§ SOURCE MATERIAL
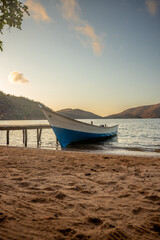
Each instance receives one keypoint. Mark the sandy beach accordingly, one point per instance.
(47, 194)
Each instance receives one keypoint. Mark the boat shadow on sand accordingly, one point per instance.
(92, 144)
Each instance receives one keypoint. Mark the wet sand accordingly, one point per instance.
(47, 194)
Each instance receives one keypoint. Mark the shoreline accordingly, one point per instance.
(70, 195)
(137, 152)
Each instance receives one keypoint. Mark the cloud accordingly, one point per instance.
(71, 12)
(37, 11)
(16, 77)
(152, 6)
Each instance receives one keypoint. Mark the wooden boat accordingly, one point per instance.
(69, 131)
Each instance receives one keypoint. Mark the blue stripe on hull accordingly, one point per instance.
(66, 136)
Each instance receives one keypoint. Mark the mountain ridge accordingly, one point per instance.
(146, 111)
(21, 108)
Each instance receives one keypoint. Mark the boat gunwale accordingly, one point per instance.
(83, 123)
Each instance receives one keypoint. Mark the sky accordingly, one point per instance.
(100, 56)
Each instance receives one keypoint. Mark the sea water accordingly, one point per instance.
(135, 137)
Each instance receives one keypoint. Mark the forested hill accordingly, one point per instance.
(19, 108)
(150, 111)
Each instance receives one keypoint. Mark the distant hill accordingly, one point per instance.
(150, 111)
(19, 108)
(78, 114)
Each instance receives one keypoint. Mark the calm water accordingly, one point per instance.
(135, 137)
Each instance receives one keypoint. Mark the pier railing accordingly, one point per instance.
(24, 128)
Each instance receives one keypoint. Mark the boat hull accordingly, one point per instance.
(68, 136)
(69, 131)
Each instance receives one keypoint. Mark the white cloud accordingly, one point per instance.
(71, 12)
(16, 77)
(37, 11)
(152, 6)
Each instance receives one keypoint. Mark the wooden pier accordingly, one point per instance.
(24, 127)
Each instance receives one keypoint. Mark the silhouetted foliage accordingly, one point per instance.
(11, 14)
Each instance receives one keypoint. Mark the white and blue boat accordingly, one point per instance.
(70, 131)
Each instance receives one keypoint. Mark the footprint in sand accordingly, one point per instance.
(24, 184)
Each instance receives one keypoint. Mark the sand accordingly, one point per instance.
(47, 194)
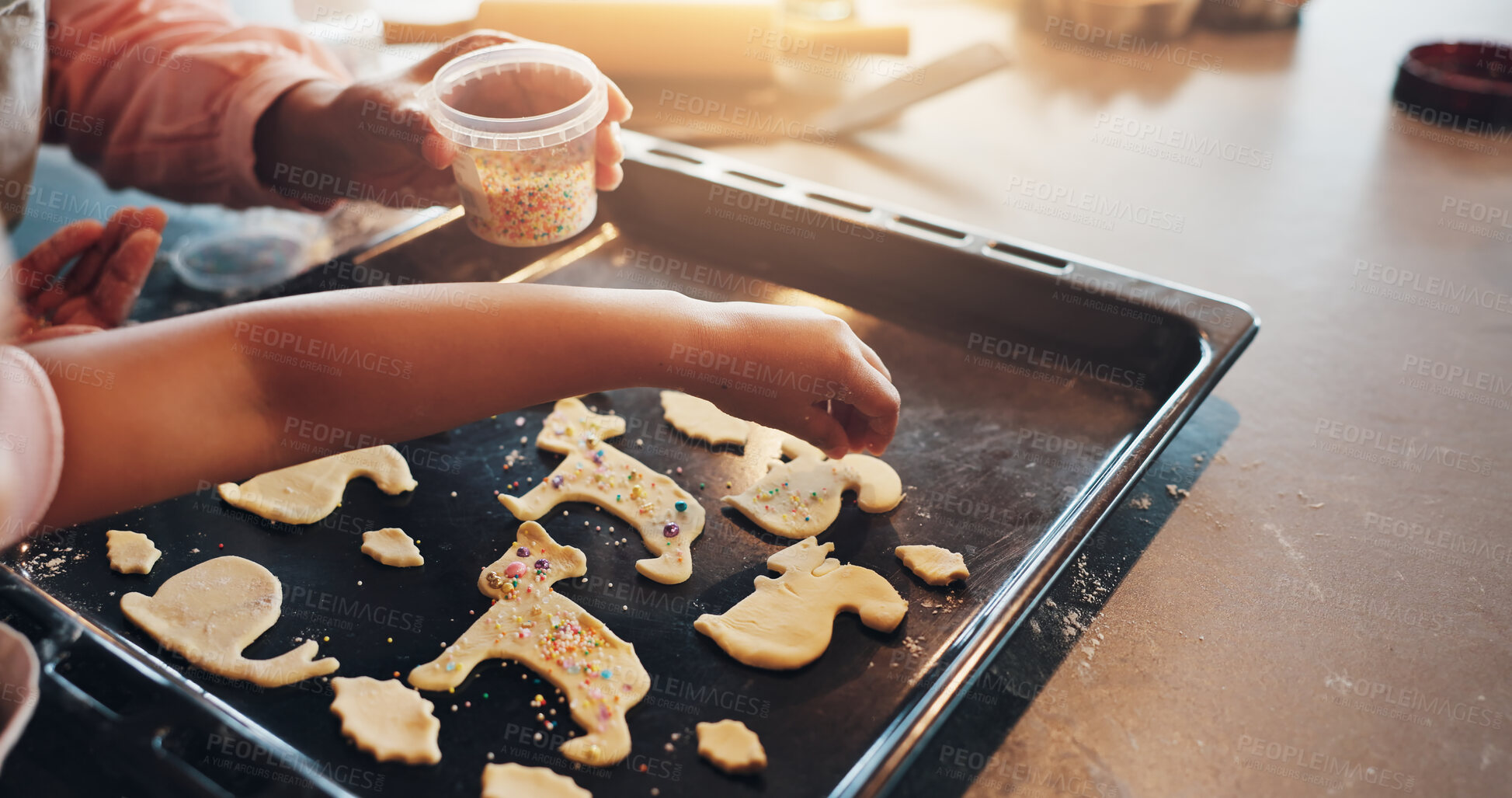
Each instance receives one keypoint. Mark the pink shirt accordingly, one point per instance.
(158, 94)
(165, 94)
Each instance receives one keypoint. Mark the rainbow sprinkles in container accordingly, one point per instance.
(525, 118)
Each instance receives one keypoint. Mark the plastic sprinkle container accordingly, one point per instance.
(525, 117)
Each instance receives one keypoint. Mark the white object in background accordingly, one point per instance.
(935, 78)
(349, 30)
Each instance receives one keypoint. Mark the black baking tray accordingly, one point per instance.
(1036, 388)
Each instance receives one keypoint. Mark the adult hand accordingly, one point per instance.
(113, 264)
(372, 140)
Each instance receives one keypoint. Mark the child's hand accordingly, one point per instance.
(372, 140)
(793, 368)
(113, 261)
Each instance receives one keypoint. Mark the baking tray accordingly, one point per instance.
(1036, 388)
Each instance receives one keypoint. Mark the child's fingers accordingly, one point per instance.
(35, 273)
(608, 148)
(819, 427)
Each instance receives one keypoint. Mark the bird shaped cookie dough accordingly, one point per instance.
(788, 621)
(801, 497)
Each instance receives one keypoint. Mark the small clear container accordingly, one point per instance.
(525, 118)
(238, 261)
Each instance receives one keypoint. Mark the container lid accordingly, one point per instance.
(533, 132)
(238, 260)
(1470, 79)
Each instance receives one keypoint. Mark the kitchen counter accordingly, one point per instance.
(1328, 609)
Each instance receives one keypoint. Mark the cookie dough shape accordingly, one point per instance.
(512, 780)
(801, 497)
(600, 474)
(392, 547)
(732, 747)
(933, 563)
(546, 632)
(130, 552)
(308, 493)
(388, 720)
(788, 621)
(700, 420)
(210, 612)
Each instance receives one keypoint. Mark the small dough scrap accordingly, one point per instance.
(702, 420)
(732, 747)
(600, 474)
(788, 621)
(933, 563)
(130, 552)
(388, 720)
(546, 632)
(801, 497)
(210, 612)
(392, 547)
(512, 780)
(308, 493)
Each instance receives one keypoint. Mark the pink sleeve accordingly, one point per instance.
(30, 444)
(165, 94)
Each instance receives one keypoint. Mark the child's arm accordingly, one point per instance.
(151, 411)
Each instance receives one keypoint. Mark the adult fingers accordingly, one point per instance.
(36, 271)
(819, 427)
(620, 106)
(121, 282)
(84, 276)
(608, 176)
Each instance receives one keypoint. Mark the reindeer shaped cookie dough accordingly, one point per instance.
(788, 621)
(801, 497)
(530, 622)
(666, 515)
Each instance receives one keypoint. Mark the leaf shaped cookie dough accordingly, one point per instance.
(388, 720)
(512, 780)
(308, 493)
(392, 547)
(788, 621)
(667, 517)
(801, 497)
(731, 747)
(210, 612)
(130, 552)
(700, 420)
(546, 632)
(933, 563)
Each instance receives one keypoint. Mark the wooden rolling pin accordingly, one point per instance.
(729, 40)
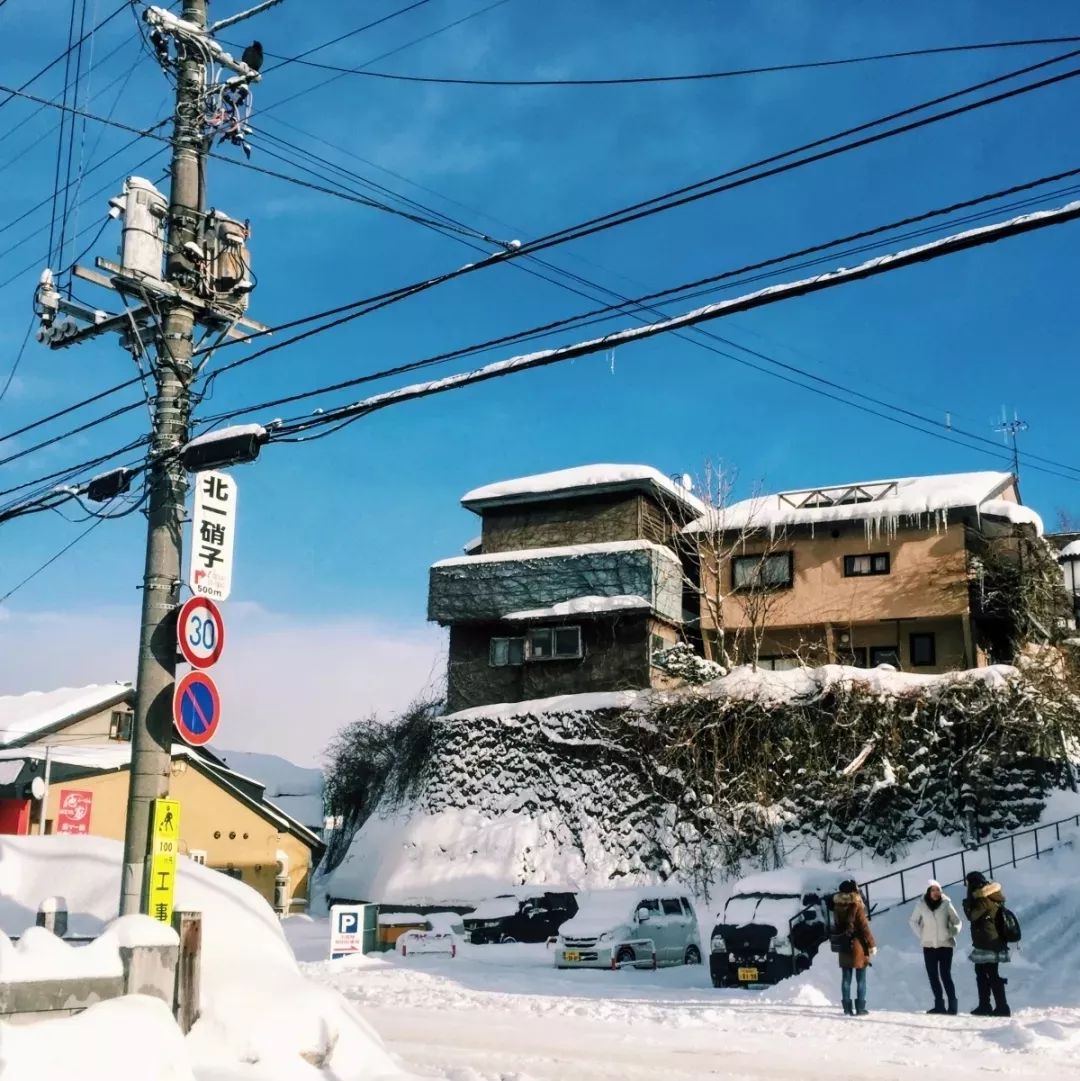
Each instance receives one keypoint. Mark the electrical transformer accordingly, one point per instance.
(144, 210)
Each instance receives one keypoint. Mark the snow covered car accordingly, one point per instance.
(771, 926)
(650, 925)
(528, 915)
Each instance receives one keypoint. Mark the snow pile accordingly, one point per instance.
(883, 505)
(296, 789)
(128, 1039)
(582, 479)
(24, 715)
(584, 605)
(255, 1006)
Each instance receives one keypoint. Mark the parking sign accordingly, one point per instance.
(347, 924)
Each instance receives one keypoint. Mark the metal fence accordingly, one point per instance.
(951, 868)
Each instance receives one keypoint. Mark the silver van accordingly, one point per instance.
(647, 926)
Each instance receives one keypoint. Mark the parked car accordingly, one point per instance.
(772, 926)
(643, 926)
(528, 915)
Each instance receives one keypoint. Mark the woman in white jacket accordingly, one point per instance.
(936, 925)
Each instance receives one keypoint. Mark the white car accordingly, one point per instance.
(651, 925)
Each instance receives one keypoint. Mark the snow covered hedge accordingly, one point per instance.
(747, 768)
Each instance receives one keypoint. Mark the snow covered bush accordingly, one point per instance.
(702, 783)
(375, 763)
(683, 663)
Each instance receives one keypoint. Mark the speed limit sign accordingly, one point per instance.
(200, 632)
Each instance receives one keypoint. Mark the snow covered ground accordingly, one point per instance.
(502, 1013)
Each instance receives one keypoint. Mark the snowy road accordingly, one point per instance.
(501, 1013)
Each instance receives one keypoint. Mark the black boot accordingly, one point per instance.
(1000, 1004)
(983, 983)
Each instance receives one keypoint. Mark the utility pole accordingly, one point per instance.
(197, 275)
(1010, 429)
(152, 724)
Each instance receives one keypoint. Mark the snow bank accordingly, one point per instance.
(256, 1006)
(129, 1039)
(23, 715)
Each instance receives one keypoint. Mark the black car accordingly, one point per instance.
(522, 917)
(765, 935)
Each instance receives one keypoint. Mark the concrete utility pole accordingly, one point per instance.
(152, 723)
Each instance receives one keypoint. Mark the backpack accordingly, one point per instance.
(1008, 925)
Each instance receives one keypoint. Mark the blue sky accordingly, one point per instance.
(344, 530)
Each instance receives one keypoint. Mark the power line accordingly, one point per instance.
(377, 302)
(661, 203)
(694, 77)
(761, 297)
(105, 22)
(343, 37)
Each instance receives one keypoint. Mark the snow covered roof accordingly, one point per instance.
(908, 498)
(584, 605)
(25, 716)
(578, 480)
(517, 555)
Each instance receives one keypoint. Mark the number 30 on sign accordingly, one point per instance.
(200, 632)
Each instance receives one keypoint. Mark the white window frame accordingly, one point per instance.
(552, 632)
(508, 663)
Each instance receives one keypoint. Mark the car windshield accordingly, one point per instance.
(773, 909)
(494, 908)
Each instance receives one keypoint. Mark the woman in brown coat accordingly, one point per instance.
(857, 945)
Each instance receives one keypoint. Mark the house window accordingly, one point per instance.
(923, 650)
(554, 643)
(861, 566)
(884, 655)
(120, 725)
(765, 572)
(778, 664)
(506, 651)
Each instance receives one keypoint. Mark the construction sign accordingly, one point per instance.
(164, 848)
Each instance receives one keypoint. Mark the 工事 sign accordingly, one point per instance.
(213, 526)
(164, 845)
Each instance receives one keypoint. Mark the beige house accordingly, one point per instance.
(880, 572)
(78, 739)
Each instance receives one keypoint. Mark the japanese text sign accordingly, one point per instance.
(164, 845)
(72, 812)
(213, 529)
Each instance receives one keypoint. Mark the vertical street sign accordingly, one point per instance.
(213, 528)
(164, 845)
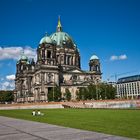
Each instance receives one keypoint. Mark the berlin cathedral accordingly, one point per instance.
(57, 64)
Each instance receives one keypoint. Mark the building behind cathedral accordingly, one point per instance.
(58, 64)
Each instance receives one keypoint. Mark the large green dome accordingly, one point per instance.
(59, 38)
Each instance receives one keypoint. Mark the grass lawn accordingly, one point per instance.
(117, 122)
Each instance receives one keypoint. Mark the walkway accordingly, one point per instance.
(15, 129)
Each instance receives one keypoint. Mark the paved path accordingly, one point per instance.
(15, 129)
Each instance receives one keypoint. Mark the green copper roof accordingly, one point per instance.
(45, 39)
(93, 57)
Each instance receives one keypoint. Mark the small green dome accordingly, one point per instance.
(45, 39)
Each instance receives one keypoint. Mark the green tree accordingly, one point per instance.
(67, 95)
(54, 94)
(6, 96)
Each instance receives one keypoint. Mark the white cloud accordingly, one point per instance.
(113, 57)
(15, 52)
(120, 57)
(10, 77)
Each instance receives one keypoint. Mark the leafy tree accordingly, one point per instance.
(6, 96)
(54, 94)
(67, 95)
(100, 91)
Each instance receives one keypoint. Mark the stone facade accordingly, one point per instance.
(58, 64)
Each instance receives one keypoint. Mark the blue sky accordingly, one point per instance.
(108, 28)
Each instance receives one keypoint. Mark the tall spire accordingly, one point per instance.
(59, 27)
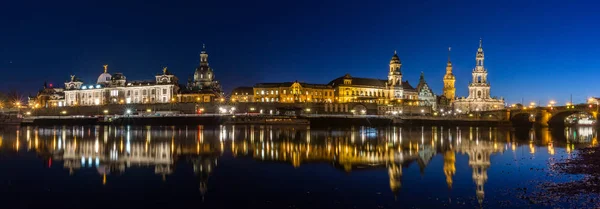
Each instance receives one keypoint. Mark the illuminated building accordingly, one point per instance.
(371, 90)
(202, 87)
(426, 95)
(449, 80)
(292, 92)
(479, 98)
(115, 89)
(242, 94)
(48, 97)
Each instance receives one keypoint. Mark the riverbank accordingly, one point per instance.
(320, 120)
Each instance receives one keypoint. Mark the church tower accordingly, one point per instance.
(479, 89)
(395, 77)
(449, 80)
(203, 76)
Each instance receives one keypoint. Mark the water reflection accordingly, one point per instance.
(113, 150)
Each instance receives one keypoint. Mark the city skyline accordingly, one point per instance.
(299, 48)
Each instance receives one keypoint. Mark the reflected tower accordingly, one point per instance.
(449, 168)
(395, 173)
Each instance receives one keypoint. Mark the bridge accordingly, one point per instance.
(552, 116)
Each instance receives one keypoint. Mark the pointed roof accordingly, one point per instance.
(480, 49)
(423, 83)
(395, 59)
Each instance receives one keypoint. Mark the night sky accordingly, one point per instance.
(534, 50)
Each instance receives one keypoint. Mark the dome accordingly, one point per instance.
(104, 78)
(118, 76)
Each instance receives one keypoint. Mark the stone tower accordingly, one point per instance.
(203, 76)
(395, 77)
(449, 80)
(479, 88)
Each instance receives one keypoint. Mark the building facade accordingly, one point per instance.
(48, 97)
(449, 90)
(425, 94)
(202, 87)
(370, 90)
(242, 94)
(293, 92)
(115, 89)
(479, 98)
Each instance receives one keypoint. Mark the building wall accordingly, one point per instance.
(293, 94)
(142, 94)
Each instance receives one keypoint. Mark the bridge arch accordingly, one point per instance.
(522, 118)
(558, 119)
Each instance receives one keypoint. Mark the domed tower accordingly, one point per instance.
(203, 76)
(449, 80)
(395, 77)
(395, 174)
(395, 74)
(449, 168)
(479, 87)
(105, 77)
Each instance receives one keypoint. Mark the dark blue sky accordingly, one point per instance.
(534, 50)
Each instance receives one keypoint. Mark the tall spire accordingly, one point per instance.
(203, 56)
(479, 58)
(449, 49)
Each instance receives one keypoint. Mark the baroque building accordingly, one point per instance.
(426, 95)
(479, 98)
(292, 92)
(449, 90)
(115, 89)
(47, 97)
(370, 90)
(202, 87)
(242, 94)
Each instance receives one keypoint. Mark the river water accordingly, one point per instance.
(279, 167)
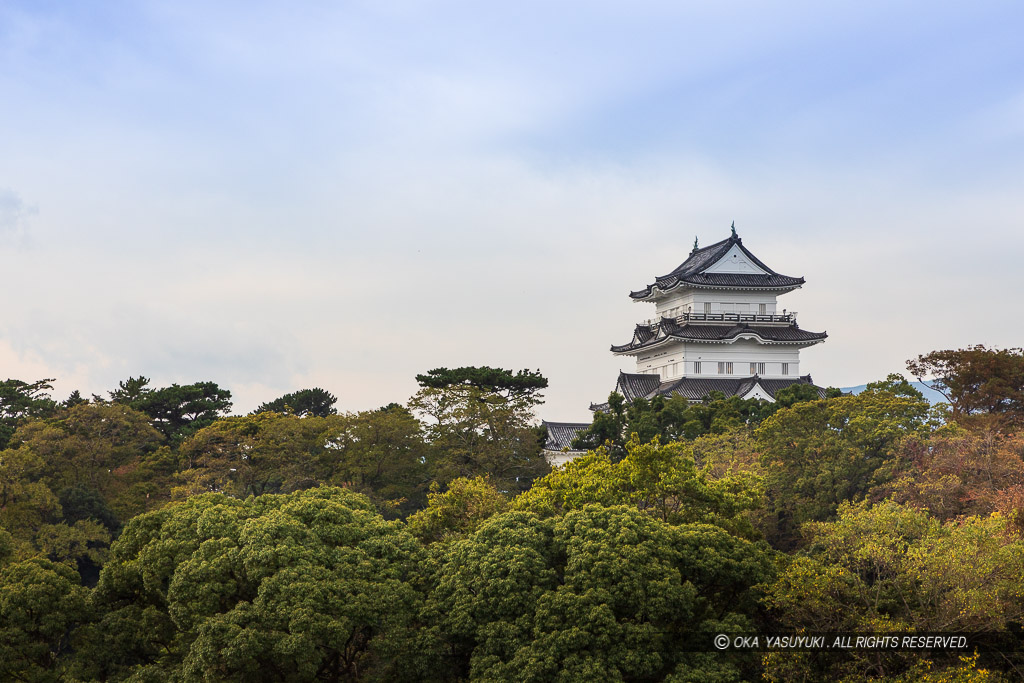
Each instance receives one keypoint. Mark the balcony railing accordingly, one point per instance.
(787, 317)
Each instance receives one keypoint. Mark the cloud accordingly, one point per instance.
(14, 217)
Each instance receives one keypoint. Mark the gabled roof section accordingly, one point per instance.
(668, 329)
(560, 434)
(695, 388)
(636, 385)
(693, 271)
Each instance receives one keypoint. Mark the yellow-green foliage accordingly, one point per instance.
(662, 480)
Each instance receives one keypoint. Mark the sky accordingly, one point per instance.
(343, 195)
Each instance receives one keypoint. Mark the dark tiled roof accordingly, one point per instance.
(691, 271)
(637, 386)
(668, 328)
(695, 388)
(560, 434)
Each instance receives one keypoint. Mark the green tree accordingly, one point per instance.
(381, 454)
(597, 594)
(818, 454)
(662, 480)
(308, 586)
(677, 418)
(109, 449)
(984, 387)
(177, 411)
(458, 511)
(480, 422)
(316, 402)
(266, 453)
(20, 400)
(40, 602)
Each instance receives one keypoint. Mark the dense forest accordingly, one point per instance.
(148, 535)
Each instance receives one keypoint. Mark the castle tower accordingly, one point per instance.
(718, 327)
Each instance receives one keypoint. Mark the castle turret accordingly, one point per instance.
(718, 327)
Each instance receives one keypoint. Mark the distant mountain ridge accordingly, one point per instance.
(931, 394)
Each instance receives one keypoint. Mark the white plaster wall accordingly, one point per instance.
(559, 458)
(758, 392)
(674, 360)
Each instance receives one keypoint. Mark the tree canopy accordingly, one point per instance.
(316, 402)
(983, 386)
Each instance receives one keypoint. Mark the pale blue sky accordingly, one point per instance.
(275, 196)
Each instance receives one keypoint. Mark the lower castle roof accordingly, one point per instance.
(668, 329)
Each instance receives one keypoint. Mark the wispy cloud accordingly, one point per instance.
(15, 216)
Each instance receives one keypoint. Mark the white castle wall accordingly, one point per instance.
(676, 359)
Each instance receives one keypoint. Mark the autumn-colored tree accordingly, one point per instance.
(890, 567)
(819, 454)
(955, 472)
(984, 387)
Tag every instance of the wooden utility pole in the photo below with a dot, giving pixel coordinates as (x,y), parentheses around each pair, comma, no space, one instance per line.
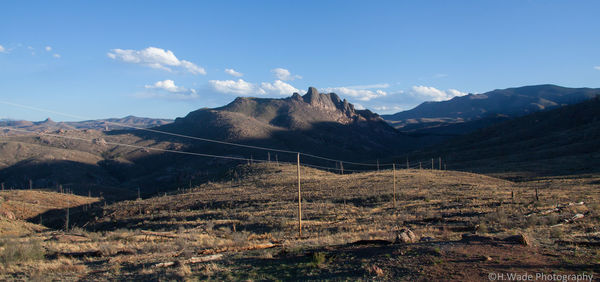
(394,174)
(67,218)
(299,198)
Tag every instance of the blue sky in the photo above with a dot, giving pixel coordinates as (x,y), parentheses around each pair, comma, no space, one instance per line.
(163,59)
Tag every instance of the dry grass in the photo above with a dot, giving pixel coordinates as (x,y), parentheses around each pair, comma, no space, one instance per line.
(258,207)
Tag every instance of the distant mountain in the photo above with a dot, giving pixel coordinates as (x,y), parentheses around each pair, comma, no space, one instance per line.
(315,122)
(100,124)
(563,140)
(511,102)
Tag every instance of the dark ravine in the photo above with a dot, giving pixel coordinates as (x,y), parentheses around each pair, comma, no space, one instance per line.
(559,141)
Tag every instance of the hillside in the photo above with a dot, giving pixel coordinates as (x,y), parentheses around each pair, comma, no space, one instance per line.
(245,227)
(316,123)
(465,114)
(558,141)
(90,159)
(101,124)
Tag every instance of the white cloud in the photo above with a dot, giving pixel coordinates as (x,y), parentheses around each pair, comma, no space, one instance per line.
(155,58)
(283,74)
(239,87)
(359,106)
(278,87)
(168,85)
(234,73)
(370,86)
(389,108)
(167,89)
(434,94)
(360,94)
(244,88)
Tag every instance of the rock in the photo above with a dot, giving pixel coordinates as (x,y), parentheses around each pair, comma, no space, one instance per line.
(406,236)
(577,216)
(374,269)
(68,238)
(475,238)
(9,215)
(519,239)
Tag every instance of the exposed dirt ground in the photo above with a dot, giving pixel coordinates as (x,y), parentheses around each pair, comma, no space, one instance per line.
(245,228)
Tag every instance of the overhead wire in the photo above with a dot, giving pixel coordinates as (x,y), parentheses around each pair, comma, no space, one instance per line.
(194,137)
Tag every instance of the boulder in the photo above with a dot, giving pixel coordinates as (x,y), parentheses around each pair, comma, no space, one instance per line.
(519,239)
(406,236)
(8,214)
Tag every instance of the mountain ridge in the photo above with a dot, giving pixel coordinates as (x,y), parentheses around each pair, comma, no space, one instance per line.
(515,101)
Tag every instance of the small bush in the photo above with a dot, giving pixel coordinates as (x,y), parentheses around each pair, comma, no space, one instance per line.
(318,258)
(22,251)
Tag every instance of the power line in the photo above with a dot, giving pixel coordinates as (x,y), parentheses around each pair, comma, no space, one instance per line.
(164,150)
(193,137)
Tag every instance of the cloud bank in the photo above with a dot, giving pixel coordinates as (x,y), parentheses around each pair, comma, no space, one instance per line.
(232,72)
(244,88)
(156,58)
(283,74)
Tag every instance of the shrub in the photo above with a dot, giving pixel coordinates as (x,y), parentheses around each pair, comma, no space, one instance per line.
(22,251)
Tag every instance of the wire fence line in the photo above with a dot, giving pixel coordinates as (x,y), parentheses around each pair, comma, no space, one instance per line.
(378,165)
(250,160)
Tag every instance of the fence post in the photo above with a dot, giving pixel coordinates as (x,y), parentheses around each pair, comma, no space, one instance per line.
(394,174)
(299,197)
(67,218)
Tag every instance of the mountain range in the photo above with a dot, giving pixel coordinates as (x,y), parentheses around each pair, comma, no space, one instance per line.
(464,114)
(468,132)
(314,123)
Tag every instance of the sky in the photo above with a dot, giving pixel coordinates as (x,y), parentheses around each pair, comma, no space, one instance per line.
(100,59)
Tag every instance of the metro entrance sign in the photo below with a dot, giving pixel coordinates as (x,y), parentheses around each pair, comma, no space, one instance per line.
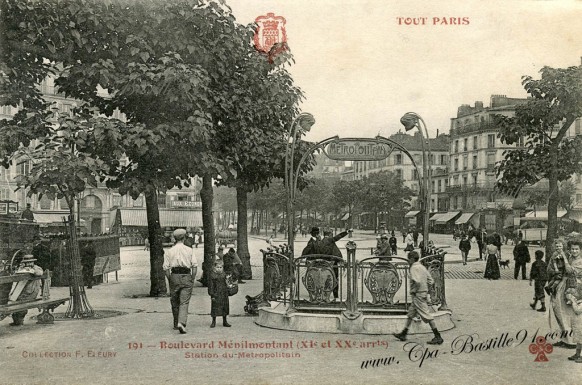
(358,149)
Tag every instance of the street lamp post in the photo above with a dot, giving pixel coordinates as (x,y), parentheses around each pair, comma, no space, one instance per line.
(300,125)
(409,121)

§ AIM OF THE EXERCISE
Reproduce the span beginning at the line with "Tag every instance of the metro" and ending at the last line of the entries above, inclusive, exactly as it stands. Exclude the pictures.

§ EXPECTED ANSWER
Tag every instance of the metro entrance sign in the photo below with a dot, giving pixel coordinates as (x,y), parentheses around each pair, comma, no space, one instance per line.
(358,149)
Tag every instance of the street lamp post in the photo above with a dot, giving pixel coordinates as (x,y), parentheses around each pair, comma, no space, one instance per line.
(300,125)
(409,121)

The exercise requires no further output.